**Available data:**
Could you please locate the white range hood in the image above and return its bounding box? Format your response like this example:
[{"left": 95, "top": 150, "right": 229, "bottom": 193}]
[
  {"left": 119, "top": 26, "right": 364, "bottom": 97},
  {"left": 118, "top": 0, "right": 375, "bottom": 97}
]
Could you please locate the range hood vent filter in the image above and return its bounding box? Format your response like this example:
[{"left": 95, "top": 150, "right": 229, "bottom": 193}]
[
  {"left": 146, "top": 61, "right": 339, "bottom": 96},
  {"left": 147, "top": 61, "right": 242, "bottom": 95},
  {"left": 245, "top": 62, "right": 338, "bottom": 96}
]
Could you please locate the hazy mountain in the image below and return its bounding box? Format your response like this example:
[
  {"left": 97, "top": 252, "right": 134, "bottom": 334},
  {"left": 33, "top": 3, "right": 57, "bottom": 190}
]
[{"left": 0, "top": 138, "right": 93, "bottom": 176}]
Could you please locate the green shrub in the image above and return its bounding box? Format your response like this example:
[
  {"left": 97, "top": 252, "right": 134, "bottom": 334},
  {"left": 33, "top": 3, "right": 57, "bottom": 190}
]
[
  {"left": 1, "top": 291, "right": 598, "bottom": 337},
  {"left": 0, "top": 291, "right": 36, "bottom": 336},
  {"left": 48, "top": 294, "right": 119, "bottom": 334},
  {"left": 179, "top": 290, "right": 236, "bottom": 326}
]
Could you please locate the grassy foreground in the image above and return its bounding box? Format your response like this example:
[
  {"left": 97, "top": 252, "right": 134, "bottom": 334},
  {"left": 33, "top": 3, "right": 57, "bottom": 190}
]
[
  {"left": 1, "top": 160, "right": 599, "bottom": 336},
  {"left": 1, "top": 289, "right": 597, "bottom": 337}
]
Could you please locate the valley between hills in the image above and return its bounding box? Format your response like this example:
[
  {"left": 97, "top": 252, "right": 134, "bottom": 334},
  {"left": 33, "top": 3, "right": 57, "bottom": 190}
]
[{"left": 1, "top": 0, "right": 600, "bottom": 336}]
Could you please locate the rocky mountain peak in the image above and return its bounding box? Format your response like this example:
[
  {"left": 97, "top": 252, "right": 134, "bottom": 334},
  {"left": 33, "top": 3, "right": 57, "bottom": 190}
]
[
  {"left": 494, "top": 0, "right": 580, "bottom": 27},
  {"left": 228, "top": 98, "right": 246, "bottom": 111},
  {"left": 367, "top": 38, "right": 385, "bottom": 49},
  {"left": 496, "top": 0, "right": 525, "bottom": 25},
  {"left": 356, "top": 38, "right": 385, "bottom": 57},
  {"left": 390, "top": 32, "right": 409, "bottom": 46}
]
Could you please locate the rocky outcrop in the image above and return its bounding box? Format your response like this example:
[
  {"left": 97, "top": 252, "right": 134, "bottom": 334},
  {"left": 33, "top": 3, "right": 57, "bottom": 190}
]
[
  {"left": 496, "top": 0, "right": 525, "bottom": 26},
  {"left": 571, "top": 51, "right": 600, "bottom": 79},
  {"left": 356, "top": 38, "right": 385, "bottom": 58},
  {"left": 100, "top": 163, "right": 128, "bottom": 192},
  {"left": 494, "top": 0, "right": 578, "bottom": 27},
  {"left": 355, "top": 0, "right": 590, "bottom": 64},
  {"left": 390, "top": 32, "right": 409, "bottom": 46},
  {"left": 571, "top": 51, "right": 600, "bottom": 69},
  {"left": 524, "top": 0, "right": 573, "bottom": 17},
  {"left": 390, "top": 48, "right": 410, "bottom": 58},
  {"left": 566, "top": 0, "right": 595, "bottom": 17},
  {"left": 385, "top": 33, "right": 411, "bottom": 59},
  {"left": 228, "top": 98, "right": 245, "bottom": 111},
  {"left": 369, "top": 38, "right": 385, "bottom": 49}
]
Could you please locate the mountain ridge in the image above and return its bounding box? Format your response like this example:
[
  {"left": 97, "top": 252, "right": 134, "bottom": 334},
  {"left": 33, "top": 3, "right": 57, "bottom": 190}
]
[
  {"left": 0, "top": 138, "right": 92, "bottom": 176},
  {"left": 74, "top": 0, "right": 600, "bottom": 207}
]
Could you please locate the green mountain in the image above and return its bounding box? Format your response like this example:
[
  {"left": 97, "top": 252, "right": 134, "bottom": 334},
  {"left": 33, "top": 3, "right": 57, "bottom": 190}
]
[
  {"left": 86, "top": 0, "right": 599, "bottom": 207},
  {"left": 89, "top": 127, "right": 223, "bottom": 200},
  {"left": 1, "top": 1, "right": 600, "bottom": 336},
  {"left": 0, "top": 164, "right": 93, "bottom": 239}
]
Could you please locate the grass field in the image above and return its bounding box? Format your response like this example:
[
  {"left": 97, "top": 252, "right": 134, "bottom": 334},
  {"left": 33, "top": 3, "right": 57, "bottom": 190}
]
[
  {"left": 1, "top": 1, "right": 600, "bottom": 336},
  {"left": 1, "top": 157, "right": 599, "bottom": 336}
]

**Task:**
Your task is to reproduce all the records above exactly as they appear.

**Response to this exercise:**
Could you please locate the white range hood in the image above and return its bounding box? Format your response like this example:
[{"left": 95, "top": 150, "right": 229, "bottom": 193}]
[
  {"left": 119, "top": 26, "right": 364, "bottom": 97},
  {"left": 118, "top": 0, "right": 375, "bottom": 97}
]
Could you please locate the range hood vent filter in the image above and return its bounding box? Format your response like this example:
[{"left": 95, "top": 150, "right": 229, "bottom": 193}]
[
  {"left": 146, "top": 61, "right": 339, "bottom": 96},
  {"left": 147, "top": 61, "right": 242, "bottom": 95},
  {"left": 245, "top": 62, "right": 338, "bottom": 96}
]
Could you please locate the hazy mountain in the image below and return its bounding box? Format your response like this example:
[
  {"left": 97, "top": 252, "right": 134, "bottom": 334},
  {"left": 33, "top": 3, "right": 57, "bottom": 190}
]
[{"left": 0, "top": 138, "right": 93, "bottom": 176}]
Could you please locate the green shrub in the image above and return its bounding box? Format your response like this example:
[
  {"left": 97, "top": 252, "right": 134, "bottom": 334},
  {"left": 33, "top": 3, "right": 57, "bottom": 190}
]
[
  {"left": 1, "top": 291, "right": 598, "bottom": 337},
  {"left": 0, "top": 291, "right": 36, "bottom": 336},
  {"left": 48, "top": 294, "right": 119, "bottom": 334},
  {"left": 179, "top": 290, "right": 236, "bottom": 326}
]
Could you please locate the grassy foreground in the image above and return its bounding box? Format your response like this example:
[
  {"left": 97, "top": 252, "right": 134, "bottom": 334},
  {"left": 33, "top": 3, "right": 57, "bottom": 190}
]
[
  {"left": 1, "top": 160, "right": 599, "bottom": 336},
  {"left": 1, "top": 289, "right": 597, "bottom": 337}
]
Could you please locate the valley between hills in the image above and return its bounding box? Format your response like this example:
[
  {"left": 97, "top": 252, "right": 134, "bottom": 334},
  {"left": 33, "top": 3, "right": 57, "bottom": 190}
]
[{"left": 1, "top": 0, "right": 600, "bottom": 336}]
Could you please locate the rocky mountain peak in the image above and return its bounding box? Format your response like this example:
[
  {"left": 97, "top": 252, "right": 134, "bottom": 334},
  {"left": 33, "top": 3, "right": 57, "bottom": 190}
]
[
  {"left": 494, "top": 0, "right": 580, "bottom": 27},
  {"left": 228, "top": 98, "right": 246, "bottom": 111},
  {"left": 367, "top": 38, "right": 385, "bottom": 49},
  {"left": 496, "top": 0, "right": 525, "bottom": 25},
  {"left": 356, "top": 38, "right": 385, "bottom": 57},
  {"left": 390, "top": 32, "right": 409, "bottom": 46}
]
Could you please locate the rocky outcrop in the image above and return its bounding box? Format your response like this example:
[
  {"left": 97, "top": 252, "right": 134, "bottom": 334},
  {"left": 33, "top": 3, "right": 57, "bottom": 190}
]
[
  {"left": 496, "top": 0, "right": 525, "bottom": 26},
  {"left": 571, "top": 51, "right": 600, "bottom": 79},
  {"left": 356, "top": 38, "right": 385, "bottom": 58},
  {"left": 100, "top": 163, "right": 128, "bottom": 192},
  {"left": 494, "top": 0, "right": 578, "bottom": 27},
  {"left": 355, "top": 0, "right": 590, "bottom": 64},
  {"left": 390, "top": 32, "right": 409, "bottom": 46},
  {"left": 571, "top": 51, "right": 600, "bottom": 69},
  {"left": 524, "top": 0, "right": 573, "bottom": 17},
  {"left": 390, "top": 48, "right": 410, "bottom": 58},
  {"left": 566, "top": 0, "right": 595, "bottom": 17},
  {"left": 385, "top": 33, "right": 411, "bottom": 59},
  {"left": 228, "top": 98, "right": 245, "bottom": 111},
  {"left": 369, "top": 38, "right": 385, "bottom": 49}
]
Could you please locate the mountain ridge in the image above and return its bounding box? Format your response like this example:
[
  {"left": 97, "top": 252, "right": 134, "bottom": 334},
  {"left": 33, "top": 3, "right": 57, "bottom": 190}
]
[
  {"left": 0, "top": 138, "right": 92, "bottom": 176},
  {"left": 74, "top": 0, "right": 600, "bottom": 207}
]
Could you please locate the green mountain in the image above and return its bounding box? Format your response like this example:
[
  {"left": 97, "top": 252, "right": 134, "bottom": 334},
  {"left": 33, "top": 3, "right": 57, "bottom": 190}
]
[
  {"left": 86, "top": 0, "right": 599, "bottom": 207},
  {"left": 89, "top": 127, "right": 223, "bottom": 200},
  {"left": 1, "top": 1, "right": 600, "bottom": 336},
  {"left": 0, "top": 164, "right": 93, "bottom": 239}
]
Could you please locate the grass field in the image above and return its bounding box? Format your response like this example:
[
  {"left": 97, "top": 252, "right": 134, "bottom": 334},
  {"left": 33, "top": 3, "right": 57, "bottom": 190}
]
[
  {"left": 1, "top": 1, "right": 600, "bottom": 336},
  {"left": 1, "top": 157, "right": 599, "bottom": 336}
]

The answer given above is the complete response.